▶ _What to do_: The data below should be transcribed in full, with no picture included.

BEGIN Input data

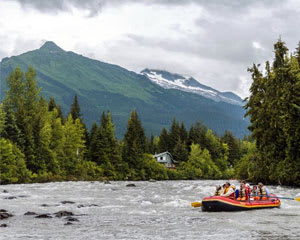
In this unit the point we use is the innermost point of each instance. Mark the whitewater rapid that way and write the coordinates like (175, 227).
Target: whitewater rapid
(151, 210)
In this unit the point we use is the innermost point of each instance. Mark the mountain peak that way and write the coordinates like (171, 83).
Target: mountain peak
(184, 83)
(51, 46)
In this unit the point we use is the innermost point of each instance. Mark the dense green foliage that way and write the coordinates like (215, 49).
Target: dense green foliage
(38, 144)
(100, 87)
(274, 110)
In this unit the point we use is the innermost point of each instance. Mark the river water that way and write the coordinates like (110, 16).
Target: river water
(151, 210)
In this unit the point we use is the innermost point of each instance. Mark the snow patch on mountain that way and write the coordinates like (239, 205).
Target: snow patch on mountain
(189, 84)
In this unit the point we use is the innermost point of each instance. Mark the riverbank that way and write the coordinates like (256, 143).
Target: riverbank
(151, 210)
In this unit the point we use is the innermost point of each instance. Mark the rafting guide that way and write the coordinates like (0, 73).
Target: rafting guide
(230, 198)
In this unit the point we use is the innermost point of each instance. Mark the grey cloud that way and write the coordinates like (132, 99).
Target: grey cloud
(95, 5)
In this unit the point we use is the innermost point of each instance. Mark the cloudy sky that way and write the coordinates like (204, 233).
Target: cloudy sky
(214, 41)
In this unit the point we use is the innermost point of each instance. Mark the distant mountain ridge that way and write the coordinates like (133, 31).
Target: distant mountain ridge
(101, 86)
(188, 84)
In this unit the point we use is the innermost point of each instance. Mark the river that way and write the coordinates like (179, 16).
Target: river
(151, 210)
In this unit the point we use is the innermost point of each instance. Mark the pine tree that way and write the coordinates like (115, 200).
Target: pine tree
(274, 116)
(74, 146)
(134, 142)
(174, 135)
(51, 104)
(164, 143)
(234, 148)
(75, 109)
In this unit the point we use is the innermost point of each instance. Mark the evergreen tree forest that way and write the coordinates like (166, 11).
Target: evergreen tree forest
(40, 143)
(274, 111)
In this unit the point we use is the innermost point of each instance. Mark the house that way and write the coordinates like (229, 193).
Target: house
(166, 159)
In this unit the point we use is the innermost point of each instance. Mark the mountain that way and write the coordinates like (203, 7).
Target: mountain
(101, 86)
(188, 84)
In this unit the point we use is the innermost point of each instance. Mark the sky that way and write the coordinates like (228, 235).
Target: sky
(214, 41)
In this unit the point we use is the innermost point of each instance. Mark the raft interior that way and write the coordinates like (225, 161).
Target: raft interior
(218, 203)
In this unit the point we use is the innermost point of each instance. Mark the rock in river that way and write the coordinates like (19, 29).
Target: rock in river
(67, 202)
(30, 213)
(63, 214)
(43, 216)
(131, 185)
(4, 215)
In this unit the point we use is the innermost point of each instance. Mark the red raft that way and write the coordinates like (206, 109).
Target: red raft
(218, 203)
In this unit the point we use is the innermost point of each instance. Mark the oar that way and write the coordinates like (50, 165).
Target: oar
(196, 204)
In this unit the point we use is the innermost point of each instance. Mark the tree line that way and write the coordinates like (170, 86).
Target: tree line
(274, 111)
(39, 144)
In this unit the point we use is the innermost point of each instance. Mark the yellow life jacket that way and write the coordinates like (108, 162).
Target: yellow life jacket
(218, 192)
(262, 191)
(242, 192)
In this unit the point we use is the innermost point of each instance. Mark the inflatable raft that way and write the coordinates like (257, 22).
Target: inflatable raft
(218, 203)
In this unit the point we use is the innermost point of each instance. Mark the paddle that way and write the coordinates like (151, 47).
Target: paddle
(196, 204)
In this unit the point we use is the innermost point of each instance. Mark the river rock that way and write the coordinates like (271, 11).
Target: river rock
(67, 202)
(45, 205)
(22, 196)
(30, 213)
(43, 216)
(63, 214)
(131, 185)
(72, 219)
(10, 197)
(4, 215)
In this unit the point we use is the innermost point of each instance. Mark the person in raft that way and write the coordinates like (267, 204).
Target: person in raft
(263, 192)
(254, 193)
(228, 191)
(243, 192)
(218, 190)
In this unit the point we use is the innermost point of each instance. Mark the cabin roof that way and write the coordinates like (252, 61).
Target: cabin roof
(165, 153)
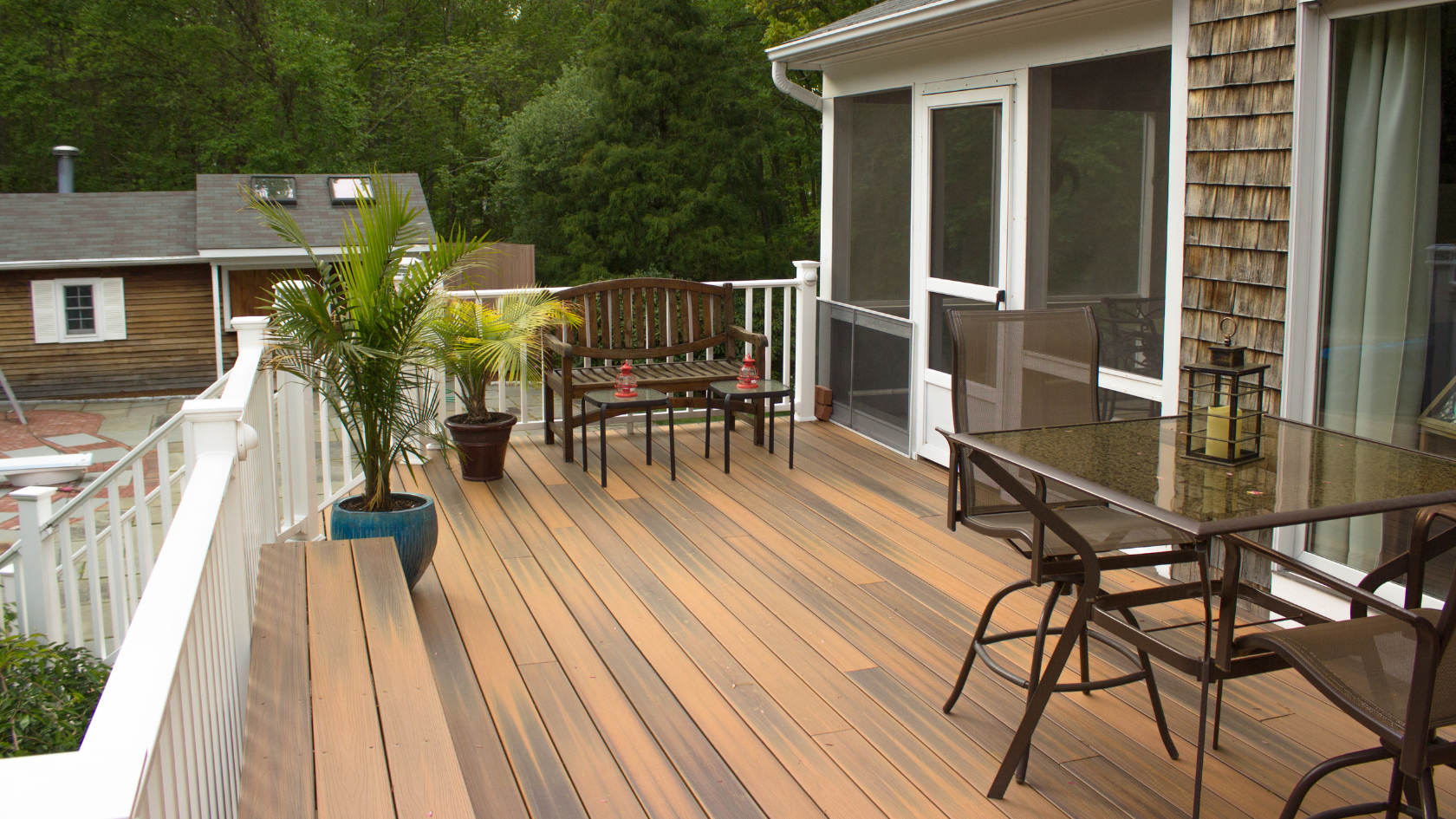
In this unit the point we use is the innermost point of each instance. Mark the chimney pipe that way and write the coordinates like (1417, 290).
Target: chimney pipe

END Input data

▶ _Finished task_:
In this unit the point we use is the innermost point of each instance. Mark the whitewater rapid that way and write the coordinates like (175, 227).
Target: whitewater rapid
(151, 210)
In this unit the point we use is the innermost point of each instance. Mark the mountain peak that way and write the coordinates like (171, 83).
Target: mountain peak
(184, 83)
(51, 46)
In this unit the point we use is the innermost point of each instance. Mark the dense green foliage that way and write the coordinates like (215, 49).
Target: dense green foliage
(38, 144)
(100, 87)
(274, 110)
In this unit the point we use is the innermost point of each instance. Mark the river water that way and write the coordinates like (110, 16).
Target: river water
(151, 210)
In this unit the point we use is the innermost point of each instance. Mark the snow patch on mountain that way and write the coordinates like (239, 205).
Target: snow patch on mountain
(189, 84)
In this unit the point we use is the innermost point of each instance. Mark the riverbank that way and write the coordinates like (256, 143).
Target: riverbank
(151, 210)
In this unit the point we use is the innermost point of each instance. Mark the rafting guide that way and write the coordinates like (0, 73).
Target: rafting guide
(230, 198)
In this unit the point we use is the innermost point of each instance. Mark the grey cloud that way and write the coordinates like (132, 99).
Target: grey cloud
(95, 5)
In this unit the point we use is the innermost point of each instance. Mark the cloudy sky that way and write the coordinates like (204, 233).
Target: cloudy sky
(214, 41)
In this unit the point we use is the innermost point of each instance. Mark the distant mountain ridge that way and write the coordinates like (133, 31).
Target: distant mountain ridge
(101, 86)
(188, 84)
In this unit the point we use is the innermost point of each instance. Mark the river that way and write the coordinates like (179, 16).
Target: river
(151, 210)
In this unit the point we use is the innermost point of each instance. Mark the pine tree that way and write the coordinates like (115, 200).
Target: pine tree
(274, 116)
(74, 146)
(134, 142)
(174, 135)
(51, 104)
(164, 143)
(234, 148)
(75, 109)
In this unit the point we use is the innermost point of each instance. Mark the evergreen tree forest that way and write the coordinates like (166, 11).
Target: evergreen tree forest
(40, 143)
(274, 111)
In this unit the point we use is the innermost point of each instance. Mark the house that way and write the coordinates like (229, 193).
Target: house
(166, 159)
In this unit the point we use is the innermost point of each instance. Mark the mountain that way and write the coordinates like (203, 7).
Target: mountain
(101, 86)
(188, 84)
In this unit the point we use is the innermost point of each instance. Mark the sky that way and write the coordinates like (228, 235).
Target: sky
(214, 41)
In this unit the point we use is the innermost point of each instance. Mark the raft interior that way and write the coordinates like (225, 161).
Target: raft interior
(218, 203)
In this unit the point we use is the innermost point of each instance. Mark the rock in river that way and write the coordinates like (19, 29).
Target: rock in river
(67, 202)
(30, 213)
(63, 214)
(43, 216)
(131, 185)
(4, 215)
In this unit the point we use is the innermost point of each instance. Mark the red raft that way and write the coordinates like (206, 109).
Target: red raft
(218, 203)
In this unit the point we use is the innermost point of each instance. Mark the oar that way and write the coordinates like (50, 165).
Target: oar
(196, 204)
In this unit the point we use is the innermost point of each instance. Mark the tree line that way and write the coordinates like (170, 86).
Target: tree line
(274, 111)
(39, 144)
In this unit the point we use is the innermost point of each instance. Mark the yellow life jacket that way and write the coordinates like (108, 162).
Target: yellow life jacket
(218, 192)
(262, 191)
(242, 192)
In this unit the point we use is the innermost point of each instance. Mark the inflatable raft that way and write the coordinates like (257, 22).
Target: inflatable raft
(218, 203)
In this unit the point we use is the innermost point of each instance. Mark the paddle that way and write the coordinates like (151, 47).
Target: paddle
(196, 204)
In this unit the point we use is the innermost point of each instance. Mark the river rock that way and write the coordinates like (271, 11).
Target: river rock
(67, 202)
(45, 205)
(22, 196)
(30, 213)
(43, 216)
(63, 214)
(131, 185)
(72, 219)
(10, 197)
(4, 215)
In this unit the point we use is the innermost point of each instance. Mark the person in raft that way and write the coordinates like (267, 204).
Target: person in raft
(263, 192)
(254, 193)
(228, 191)
(243, 192)
(218, 190)
In this unit the point we use is the innermost point of each instance. Mark the cabin roof that way and write the coordinates like (252, 61).
Target: cabin roof
(165, 153)
In this unit the point we use is the innermost point of each instance. Mark the chimney pipe that way and write the coordinates like (1417, 290).
Target: chimney pipe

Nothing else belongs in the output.